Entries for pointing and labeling

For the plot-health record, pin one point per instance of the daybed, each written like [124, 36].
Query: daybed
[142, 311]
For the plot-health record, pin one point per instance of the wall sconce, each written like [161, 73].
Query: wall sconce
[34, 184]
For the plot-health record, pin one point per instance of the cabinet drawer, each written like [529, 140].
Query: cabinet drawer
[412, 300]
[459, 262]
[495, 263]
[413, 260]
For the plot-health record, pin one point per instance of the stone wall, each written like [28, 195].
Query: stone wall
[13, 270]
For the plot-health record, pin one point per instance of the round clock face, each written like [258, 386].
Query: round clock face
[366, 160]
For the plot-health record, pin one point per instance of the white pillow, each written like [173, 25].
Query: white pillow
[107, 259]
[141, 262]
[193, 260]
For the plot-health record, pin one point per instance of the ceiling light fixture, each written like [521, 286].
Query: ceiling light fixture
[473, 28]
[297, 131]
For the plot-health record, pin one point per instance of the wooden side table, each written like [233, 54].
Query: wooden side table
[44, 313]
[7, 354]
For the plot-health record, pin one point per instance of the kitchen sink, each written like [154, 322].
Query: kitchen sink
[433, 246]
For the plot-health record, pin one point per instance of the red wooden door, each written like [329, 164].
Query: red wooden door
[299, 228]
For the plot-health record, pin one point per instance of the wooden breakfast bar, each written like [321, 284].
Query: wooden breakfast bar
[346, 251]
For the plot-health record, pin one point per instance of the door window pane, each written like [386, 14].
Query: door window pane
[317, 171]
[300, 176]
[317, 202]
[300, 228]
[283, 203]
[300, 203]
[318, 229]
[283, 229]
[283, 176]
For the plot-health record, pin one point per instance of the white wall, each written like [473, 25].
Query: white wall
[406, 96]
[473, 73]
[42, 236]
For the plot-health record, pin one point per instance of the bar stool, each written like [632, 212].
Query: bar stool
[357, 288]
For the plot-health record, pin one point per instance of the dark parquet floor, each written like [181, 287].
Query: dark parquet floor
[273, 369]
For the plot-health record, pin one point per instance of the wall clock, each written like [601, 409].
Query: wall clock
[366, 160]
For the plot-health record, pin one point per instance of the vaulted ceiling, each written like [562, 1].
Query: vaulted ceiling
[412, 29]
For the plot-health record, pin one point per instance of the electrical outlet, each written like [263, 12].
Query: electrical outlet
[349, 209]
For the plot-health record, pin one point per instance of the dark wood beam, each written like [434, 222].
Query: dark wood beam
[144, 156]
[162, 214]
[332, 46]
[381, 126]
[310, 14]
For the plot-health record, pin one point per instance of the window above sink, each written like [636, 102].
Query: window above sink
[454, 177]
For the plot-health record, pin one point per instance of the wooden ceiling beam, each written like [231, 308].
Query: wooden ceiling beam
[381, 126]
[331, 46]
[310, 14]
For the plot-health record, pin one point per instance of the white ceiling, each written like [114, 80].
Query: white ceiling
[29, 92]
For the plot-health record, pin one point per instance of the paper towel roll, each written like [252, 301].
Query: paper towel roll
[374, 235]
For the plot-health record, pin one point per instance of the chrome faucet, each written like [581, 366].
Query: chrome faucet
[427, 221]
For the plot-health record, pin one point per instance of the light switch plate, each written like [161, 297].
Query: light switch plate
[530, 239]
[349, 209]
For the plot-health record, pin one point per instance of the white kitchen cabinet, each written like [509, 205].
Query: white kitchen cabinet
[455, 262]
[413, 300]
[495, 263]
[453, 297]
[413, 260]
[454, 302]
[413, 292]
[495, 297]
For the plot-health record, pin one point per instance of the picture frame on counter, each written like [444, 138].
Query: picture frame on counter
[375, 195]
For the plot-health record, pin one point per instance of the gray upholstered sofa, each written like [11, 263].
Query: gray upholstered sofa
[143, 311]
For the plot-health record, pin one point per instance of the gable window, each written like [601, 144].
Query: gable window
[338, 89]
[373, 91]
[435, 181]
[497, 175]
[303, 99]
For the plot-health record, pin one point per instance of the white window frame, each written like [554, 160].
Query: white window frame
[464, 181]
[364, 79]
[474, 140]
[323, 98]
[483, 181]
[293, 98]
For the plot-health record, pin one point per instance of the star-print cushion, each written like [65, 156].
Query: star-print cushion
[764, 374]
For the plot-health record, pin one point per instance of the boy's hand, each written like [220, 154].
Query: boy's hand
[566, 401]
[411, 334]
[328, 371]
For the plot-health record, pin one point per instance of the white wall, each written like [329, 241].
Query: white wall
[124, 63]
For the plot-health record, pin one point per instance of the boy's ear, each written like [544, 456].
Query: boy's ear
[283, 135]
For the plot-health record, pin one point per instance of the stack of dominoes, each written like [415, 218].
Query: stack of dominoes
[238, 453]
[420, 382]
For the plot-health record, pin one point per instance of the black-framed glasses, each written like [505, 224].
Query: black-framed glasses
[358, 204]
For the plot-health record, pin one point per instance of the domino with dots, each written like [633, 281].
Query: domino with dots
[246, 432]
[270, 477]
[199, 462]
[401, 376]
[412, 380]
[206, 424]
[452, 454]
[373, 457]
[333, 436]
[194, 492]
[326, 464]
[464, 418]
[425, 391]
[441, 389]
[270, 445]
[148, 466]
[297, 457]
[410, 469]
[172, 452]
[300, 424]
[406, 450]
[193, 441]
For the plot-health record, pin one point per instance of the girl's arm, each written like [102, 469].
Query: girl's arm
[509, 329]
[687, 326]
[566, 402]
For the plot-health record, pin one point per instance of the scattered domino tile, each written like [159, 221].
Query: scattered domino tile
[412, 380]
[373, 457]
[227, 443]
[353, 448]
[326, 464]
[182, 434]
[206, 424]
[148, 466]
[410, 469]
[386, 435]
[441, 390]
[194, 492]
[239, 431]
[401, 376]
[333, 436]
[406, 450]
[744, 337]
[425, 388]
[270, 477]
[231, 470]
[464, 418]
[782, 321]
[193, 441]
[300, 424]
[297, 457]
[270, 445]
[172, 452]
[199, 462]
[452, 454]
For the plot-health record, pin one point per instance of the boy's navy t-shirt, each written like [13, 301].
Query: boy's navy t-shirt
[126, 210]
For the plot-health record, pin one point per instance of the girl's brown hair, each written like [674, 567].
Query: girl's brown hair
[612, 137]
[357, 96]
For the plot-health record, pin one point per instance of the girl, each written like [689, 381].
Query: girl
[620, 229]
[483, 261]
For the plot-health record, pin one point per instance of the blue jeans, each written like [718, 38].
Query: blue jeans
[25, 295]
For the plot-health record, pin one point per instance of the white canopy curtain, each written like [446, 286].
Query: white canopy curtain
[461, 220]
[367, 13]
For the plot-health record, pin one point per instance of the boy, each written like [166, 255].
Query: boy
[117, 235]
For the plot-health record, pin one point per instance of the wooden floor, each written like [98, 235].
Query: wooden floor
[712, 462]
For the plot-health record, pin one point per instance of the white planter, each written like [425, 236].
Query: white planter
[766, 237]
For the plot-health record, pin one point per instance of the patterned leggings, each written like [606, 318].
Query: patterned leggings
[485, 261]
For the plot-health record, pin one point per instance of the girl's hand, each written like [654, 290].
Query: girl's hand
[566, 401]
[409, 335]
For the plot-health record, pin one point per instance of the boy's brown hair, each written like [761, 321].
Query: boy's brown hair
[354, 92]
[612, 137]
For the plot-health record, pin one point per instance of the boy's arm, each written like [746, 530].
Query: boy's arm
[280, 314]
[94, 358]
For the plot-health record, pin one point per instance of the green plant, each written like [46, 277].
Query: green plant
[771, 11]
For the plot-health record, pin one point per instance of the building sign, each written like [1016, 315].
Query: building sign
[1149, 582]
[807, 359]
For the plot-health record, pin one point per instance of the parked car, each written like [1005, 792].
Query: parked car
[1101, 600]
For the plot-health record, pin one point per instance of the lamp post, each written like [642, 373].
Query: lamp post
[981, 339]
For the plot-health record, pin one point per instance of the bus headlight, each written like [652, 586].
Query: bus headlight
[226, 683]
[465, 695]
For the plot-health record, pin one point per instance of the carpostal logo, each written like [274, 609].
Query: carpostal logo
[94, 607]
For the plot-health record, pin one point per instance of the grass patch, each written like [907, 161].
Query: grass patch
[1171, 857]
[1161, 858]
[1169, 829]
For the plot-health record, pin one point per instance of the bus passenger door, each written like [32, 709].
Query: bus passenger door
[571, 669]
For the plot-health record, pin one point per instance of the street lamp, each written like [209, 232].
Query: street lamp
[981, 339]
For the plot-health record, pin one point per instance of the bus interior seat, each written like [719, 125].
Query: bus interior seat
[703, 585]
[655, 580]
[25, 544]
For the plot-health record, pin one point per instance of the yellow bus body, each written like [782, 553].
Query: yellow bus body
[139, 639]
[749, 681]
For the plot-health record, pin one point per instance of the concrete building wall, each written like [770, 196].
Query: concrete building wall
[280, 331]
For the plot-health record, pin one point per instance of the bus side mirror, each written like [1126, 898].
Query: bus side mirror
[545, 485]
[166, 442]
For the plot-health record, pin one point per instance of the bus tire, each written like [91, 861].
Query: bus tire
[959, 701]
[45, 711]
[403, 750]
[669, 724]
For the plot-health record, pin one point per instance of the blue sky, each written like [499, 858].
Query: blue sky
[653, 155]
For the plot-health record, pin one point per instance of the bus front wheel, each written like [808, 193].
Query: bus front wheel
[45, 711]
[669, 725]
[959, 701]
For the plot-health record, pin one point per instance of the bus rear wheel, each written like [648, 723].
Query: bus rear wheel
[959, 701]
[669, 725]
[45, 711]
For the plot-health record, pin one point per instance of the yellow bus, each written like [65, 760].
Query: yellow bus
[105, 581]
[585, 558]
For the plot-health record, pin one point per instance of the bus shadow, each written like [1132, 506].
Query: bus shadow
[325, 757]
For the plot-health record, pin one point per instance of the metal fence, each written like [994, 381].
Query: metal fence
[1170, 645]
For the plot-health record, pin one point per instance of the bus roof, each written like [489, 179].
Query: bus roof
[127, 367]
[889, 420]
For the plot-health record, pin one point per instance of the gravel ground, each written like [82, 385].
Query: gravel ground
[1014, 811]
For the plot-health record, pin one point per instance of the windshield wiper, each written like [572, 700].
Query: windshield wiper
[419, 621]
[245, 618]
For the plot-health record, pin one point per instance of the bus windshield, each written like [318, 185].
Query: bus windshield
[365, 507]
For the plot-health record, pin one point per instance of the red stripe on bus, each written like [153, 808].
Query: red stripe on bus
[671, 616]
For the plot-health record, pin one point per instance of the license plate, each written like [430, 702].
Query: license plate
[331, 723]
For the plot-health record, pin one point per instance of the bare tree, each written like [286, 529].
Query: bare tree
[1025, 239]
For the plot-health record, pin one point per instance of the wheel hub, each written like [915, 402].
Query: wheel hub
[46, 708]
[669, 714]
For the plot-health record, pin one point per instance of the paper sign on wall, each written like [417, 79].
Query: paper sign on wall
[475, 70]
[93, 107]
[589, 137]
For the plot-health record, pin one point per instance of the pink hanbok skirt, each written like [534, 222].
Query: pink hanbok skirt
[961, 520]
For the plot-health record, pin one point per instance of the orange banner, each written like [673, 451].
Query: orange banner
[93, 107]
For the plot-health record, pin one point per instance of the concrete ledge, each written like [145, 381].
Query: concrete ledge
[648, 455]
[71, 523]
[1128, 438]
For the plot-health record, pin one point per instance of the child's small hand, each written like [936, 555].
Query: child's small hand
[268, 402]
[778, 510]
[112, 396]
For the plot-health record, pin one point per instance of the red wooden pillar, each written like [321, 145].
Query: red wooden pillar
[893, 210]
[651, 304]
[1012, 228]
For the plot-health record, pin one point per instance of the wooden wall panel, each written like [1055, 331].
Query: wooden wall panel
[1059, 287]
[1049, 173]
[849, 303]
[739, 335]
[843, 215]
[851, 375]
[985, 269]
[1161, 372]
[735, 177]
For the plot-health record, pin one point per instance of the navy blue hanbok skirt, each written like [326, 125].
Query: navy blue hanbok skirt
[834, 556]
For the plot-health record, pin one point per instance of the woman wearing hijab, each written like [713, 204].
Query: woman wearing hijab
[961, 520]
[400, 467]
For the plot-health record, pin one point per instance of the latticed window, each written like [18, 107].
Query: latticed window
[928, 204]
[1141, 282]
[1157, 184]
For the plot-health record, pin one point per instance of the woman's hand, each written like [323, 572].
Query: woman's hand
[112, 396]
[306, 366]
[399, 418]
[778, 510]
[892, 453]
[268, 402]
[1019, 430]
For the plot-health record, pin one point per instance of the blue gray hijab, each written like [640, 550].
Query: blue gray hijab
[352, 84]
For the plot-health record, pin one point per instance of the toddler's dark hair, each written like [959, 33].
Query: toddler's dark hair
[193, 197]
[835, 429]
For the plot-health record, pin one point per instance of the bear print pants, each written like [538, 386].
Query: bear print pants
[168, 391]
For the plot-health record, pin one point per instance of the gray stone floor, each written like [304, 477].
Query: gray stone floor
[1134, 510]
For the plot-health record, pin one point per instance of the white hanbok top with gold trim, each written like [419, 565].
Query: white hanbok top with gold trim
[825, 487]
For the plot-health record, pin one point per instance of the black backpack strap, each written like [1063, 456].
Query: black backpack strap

Exercise aim — Write out, word for word, the stretch of lines from the one containing "like [713, 204]." through the end of the lines.

Expected answer —
For the plot-health record, pin one point per instance of the woman wearing hijab, each written like [713, 204].
Query: woman wearing hijab
[961, 520]
[400, 467]
For the plot-health record, pin one point per instance of the latticed window, each written like [18, 107].
Query: latticed window
[928, 204]
[1141, 282]
[1157, 184]
For the plot-health record, pin one point per instance of the woman's hand, each written like [323, 572].
Query: woman's hand
[112, 396]
[306, 366]
[399, 418]
[778, 510]
[892, 453]
[268, 402]
[1019, 430]
For the plot-health record, pin one point per instance of the blue gray hijab, each written like [640, 550].
Query: blue gray hijab
[352, 84]
For the plot-health record, pin one point per instance of the toddler's dark hair, each written like [959, 33].
Query: toddler's dark hair
[193, 197]
[835, 429]
For the plot-health record, pin one point per instance of the bear print pants, each written like [538, 386].
Query: bear print pants
[168, 391]
For the plot-health record, pin one point per instance of the gray stone floor, each written like [304, 477].
Query: gray stone floor
[1134, 510]
For the plot-health record, pin one point per instance of the white hanbok top with gold trim, each written like [419, 565].
Query: white hanbok top with gold trim
[825, 487]
For the plot-health record, pin one point per instance of the black backpack strap, each written like [1063, 456].
Query: black backpack strap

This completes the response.